• **Brief**
Rewrite the listing below, putting "foliage" in place of every "green vegetation" and changing nothing else.

• **Exercise material**
........

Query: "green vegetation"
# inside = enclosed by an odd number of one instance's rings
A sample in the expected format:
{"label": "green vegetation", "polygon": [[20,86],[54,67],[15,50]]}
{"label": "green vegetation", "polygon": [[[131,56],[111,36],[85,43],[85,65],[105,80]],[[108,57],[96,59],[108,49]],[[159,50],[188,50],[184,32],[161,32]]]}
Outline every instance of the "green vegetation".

........

• **Expected answer**
Query: "foliage"
# inside = enclosed by an odd number of one instance's rings
A sample in the expected format:
{"label": "foliage", "polygon": [[20,86],[54,67],[15,50]]}
{"label": "foliage", "polygon": [[[131,56],[111,36],[85,43],[85,65],[105,80]],[[108,57],[96,59],[108,49]],[[159,50],[188,50],[184,32],[161,32]]]}
Outline every instance of the "foliage".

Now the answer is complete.